PROBLEM REQUIREMENTS:
Find each line in the data below that contains the word "horse" and copy those lines out unchanged.

INPUT RECORDS:
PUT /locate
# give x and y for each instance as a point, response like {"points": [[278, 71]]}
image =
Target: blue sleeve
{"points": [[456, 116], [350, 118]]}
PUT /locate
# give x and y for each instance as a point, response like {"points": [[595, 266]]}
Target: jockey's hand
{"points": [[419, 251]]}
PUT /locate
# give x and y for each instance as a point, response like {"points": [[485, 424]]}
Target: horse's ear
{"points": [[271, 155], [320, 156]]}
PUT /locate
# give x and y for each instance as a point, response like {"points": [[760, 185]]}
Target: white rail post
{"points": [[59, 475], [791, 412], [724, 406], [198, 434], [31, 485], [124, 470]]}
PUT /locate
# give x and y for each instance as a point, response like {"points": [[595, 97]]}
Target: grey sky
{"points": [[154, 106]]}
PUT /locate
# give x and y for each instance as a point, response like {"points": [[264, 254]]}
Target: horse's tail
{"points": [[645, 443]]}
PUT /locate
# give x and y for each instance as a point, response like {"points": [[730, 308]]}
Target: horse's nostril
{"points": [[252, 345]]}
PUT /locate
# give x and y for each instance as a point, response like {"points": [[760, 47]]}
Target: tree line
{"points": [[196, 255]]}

EXPECTED OUTPUT:
Target: horse's ear
Target: horse's tail
Target: horse's nostril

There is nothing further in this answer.